- [About this task]
Using the listing below, please gather every line containing the word "lanyard".
+===+
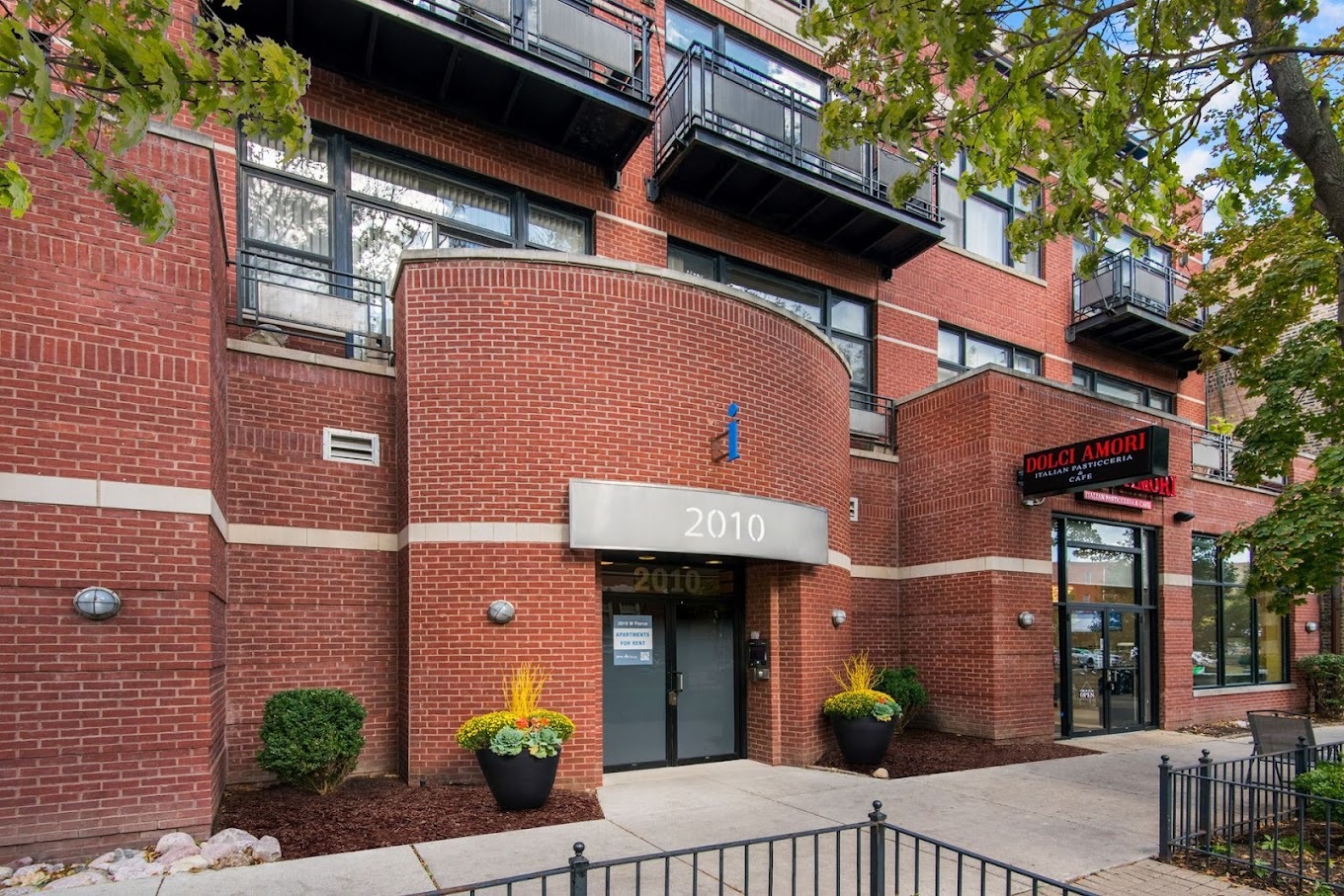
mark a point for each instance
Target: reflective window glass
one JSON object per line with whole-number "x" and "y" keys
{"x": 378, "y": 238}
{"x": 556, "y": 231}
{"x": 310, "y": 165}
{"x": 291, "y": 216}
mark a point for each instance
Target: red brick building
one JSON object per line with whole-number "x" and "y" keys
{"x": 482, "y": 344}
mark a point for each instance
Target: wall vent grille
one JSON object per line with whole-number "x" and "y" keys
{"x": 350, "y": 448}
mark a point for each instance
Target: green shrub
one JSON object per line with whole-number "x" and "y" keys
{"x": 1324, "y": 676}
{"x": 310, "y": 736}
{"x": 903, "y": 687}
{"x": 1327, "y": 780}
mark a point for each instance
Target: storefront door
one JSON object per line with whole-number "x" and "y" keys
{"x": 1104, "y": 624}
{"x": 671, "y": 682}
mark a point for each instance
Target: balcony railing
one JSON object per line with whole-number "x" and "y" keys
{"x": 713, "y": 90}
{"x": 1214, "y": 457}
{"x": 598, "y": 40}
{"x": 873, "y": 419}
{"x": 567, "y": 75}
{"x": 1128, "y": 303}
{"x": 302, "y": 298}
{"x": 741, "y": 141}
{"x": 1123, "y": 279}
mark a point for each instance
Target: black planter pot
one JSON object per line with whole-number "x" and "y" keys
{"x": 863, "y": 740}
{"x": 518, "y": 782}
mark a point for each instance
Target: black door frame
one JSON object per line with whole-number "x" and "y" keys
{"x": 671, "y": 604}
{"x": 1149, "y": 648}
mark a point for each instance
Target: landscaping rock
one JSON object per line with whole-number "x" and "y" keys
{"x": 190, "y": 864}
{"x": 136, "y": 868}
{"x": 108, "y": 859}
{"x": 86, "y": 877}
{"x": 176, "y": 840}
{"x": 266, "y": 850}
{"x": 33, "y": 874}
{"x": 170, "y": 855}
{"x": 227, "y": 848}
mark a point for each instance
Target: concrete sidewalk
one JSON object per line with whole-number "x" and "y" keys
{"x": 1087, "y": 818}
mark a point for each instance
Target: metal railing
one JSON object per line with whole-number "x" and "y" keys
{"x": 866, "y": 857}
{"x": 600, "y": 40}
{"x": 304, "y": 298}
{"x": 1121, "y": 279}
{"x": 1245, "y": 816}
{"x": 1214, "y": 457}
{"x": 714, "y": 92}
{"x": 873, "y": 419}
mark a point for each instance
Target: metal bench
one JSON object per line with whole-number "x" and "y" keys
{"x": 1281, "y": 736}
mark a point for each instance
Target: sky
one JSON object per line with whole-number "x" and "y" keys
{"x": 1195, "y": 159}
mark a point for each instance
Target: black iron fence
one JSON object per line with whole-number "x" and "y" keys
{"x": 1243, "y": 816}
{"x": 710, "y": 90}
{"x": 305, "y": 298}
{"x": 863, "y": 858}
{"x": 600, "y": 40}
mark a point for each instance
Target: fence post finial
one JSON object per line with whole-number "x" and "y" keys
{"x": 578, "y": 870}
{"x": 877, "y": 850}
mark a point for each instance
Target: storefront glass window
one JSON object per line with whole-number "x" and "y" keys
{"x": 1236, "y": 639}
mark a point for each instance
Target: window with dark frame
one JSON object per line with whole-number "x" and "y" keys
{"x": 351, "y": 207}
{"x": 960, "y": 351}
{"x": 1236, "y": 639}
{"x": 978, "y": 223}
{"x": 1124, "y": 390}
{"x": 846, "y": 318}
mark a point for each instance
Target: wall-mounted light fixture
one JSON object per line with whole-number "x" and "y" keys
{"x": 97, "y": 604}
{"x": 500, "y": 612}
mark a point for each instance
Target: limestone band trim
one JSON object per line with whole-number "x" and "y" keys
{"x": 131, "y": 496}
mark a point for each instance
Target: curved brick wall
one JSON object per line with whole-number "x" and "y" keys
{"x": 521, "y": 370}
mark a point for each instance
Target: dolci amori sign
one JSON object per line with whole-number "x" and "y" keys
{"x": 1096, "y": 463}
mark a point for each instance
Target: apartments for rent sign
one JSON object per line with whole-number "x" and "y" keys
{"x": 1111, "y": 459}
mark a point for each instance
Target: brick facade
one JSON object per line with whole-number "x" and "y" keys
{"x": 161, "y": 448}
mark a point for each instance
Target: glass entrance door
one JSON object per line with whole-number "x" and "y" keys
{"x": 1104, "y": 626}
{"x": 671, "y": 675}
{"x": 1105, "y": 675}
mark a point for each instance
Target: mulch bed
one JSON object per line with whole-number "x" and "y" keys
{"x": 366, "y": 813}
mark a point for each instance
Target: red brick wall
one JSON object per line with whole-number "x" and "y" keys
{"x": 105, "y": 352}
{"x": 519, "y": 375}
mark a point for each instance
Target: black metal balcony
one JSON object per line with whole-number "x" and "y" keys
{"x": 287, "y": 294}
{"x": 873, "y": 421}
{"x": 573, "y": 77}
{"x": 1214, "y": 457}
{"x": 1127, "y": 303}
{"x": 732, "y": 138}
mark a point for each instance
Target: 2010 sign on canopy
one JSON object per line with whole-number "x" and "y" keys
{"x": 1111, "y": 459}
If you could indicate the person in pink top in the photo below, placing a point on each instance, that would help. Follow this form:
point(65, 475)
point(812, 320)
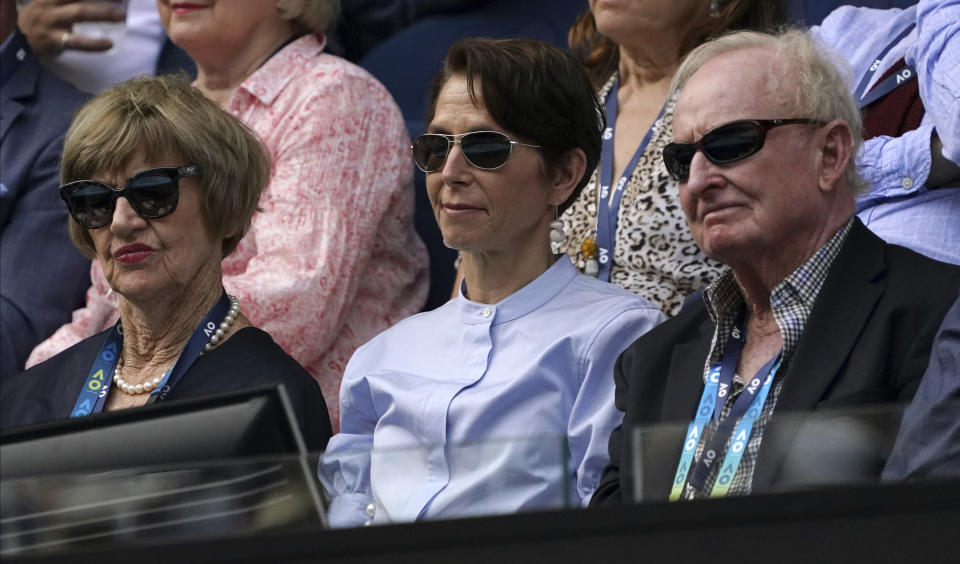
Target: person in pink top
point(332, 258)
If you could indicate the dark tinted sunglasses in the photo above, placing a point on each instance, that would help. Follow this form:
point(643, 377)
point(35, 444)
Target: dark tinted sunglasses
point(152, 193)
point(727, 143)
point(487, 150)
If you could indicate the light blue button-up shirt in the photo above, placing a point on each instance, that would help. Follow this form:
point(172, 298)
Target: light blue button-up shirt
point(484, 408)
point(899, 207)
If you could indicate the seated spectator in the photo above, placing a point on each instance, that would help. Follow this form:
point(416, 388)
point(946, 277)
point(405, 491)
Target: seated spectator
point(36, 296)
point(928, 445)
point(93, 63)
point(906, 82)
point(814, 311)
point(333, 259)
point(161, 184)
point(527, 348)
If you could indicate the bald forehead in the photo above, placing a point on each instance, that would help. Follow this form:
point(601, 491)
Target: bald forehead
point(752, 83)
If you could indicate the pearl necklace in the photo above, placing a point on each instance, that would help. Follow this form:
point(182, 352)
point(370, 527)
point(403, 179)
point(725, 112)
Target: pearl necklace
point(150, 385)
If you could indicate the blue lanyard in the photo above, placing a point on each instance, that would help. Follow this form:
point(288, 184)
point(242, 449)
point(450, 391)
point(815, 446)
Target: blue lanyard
+===+
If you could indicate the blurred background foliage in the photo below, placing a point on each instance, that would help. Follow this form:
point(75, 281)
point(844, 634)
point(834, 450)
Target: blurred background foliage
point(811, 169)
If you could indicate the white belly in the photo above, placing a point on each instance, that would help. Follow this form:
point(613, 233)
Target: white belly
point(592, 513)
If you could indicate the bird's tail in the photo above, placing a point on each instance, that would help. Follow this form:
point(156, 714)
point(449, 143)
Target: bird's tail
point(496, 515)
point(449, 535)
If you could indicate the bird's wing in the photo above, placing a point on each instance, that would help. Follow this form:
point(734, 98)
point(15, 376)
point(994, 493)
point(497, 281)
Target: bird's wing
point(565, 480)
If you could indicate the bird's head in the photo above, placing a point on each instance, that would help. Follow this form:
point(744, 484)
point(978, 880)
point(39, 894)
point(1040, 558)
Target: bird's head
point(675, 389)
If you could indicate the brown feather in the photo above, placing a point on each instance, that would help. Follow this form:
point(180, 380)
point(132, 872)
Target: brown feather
+===+
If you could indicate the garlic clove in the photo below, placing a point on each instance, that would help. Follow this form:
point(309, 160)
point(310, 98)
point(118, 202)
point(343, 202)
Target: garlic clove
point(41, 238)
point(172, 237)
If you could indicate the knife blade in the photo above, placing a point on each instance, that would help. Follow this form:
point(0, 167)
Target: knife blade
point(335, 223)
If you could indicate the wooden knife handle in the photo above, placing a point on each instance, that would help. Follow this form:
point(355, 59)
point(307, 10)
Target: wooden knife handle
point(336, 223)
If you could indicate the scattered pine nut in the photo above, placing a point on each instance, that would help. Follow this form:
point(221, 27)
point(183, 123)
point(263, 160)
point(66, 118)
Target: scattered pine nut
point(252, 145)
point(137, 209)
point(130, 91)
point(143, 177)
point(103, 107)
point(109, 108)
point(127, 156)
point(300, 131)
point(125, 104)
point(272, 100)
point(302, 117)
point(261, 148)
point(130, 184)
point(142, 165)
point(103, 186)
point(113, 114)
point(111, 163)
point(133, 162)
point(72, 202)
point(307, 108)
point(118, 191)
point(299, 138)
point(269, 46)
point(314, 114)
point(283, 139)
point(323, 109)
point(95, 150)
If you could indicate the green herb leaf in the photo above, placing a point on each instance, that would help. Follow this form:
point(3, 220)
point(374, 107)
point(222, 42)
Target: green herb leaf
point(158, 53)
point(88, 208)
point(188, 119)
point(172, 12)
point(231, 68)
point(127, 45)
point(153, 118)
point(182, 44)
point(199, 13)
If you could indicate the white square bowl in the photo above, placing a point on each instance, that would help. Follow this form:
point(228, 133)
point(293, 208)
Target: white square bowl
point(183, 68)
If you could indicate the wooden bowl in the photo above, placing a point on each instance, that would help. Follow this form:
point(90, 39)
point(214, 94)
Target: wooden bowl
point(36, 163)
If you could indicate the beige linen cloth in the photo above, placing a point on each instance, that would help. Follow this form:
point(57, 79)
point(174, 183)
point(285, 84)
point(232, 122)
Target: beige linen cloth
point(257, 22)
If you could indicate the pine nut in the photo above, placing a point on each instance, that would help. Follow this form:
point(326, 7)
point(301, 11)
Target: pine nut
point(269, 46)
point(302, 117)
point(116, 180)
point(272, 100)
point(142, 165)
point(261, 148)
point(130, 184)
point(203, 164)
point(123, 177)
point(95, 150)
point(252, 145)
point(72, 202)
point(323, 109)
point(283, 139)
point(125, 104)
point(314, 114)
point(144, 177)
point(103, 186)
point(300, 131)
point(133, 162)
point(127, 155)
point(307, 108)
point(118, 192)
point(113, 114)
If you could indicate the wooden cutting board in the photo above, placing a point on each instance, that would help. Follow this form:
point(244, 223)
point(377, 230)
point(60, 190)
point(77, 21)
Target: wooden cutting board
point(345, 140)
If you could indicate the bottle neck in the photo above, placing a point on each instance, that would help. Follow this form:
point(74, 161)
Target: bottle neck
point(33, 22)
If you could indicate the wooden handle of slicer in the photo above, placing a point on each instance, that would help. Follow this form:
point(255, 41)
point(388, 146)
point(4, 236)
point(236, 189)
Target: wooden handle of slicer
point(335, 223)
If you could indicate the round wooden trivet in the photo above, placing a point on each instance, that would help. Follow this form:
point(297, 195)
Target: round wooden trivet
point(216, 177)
+===+
- [Solution to this task]
If you could indicate the blue lanyard in the photo above, placing a point on each instance, that would help. Follow this form:
Target: blue lanyard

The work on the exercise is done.